[[ Listed entries, beginning ]]

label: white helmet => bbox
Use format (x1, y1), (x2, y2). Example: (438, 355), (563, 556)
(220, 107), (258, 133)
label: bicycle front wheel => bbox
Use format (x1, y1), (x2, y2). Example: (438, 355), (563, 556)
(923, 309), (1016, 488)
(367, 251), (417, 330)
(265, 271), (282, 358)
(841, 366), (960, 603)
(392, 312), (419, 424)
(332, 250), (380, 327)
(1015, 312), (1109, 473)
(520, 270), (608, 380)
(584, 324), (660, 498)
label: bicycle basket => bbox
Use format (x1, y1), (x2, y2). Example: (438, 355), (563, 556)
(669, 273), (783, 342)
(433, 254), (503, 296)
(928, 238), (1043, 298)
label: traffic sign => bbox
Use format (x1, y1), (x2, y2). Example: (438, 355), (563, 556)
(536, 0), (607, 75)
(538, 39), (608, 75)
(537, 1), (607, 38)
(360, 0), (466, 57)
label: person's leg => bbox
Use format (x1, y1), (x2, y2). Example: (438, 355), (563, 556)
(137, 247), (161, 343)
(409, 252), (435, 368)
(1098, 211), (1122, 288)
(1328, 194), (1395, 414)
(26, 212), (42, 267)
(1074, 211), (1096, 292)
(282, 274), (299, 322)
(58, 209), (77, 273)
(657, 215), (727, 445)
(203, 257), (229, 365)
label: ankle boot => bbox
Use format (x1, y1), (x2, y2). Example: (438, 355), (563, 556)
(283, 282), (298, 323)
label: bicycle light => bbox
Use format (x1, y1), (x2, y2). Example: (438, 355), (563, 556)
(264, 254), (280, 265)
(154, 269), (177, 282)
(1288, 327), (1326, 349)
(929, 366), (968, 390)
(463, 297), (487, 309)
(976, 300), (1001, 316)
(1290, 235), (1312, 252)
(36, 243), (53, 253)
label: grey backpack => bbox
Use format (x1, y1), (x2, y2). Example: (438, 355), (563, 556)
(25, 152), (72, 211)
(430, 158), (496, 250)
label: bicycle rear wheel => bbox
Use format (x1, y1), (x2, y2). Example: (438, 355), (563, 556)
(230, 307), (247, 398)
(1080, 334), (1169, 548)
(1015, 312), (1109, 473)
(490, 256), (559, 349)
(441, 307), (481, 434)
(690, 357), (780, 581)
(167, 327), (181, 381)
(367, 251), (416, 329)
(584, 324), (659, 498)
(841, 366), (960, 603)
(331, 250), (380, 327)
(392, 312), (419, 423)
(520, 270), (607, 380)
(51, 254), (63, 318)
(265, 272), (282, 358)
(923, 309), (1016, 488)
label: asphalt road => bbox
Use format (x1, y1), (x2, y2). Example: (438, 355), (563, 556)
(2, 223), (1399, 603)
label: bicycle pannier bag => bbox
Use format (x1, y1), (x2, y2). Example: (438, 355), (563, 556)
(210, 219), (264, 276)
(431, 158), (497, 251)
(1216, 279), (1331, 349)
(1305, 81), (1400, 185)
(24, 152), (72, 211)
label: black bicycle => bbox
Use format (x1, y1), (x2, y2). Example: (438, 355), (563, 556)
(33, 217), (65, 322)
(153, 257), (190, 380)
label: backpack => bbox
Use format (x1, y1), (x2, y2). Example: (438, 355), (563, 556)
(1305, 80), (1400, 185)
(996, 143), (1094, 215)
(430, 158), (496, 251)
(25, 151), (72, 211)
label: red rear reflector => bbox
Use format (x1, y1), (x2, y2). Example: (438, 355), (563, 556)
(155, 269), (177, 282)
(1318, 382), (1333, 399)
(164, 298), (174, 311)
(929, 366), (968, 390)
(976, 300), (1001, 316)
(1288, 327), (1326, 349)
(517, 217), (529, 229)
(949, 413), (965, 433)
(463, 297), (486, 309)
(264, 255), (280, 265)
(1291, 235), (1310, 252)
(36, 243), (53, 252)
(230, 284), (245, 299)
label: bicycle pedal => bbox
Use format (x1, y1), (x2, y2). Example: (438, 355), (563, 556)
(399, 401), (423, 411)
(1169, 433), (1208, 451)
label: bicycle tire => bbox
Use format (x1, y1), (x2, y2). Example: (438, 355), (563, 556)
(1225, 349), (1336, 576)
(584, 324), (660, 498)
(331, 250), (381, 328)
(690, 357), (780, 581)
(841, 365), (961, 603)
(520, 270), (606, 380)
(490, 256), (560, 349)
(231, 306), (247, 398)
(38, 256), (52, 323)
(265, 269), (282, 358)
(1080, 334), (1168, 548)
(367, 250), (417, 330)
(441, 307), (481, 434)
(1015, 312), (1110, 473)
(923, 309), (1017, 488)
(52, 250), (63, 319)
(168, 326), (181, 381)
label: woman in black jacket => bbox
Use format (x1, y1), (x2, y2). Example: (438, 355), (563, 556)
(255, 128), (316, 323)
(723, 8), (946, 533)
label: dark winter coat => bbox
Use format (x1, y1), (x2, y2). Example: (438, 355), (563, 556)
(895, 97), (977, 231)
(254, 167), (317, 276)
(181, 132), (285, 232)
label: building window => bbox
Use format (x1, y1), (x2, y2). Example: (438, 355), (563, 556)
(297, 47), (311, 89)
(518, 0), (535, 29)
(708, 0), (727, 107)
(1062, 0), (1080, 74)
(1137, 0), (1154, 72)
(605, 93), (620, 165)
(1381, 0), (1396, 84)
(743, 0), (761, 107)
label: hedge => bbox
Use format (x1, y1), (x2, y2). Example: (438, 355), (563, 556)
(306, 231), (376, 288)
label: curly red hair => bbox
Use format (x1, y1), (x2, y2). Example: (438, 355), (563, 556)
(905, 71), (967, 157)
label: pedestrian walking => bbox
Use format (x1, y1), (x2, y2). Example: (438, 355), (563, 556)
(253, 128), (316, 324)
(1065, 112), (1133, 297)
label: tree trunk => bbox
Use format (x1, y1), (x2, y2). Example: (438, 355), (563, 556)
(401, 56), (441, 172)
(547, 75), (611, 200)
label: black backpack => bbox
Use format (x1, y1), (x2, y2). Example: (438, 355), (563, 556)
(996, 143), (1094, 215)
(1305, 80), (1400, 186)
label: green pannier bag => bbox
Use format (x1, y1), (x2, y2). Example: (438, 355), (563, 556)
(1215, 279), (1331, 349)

[[ Listed entries, end ]]

- What is being asked: Within the material above, transcribe exactly the lines that run from the line holding "label: black bicycle => bbox" through the line holding "label: woman in black jacket => bbox".

- Task response:
label: black bicycle => bbox
Use format (x1, y1), (x2, y2). Example: (438, 355), (563, 556)
(33, 217), (65, 322)
(153, 257), (190, 380)
label: backpack => bbox
Use format (x1, y1), (x2, y2). Example: (438, 355), (563, 556)
(1305, 80), (1400, 185)
(996, 143), (1094, 215)
(430, 158), (496, 251)
(25, 151), (72, 211)
label: red rear reflector => bbox
Use format (x1, y1), (x2, y2). Example: (438, 355), (563, 556)
(155, 269), (177, 282)
(1318, 382), (1333, 399)
(164, 298), (174, 311)
(929, 366), (968, 390)
(976, 300), (1001, 316)
(1288, 327), (1326, 349)
(517, 217), (529, 229)
(949, 413), (965, 433)
(463, 297), (486, 309)
(264, 255), (280, 265)
(1291, 235), (1310, 252)
(36, 243), (53, 252)
(230, 284), (245, 299)
label: bicycle pedal => bbox
Use format (x1, y1), (x2, y2). Example: (438, 355), (563, 556)
(399, 401), (423, 411)
(1169, 433), (1208, 451)
label: bicycle tire => bbox
Use format (x1, y1), (x2, y2). Example: (438, 355), (563, 556)
(1225, 349), (1336, 576)
(584, 324), (660, 498)
(331, 250), (381, 328)
(690, 357), (780, 581)
(841, 365), (961, 603)
(520, 270), (606, 380)
(490, 256), (560, 349)
(231, 306), (247, 398)
(38, 256), (52, 323)
(265, 269), (282, 358)
(1080, 334), (1168, 548)
(367, 250), (417, 330)
(441, 307), (481, 434)
(1015, 312), (1110, 473)
(923, 309), (1017, 488)
(52, 250), (63, 319)
(168, 326), (181, 381)
label: woman in black jacket => bbox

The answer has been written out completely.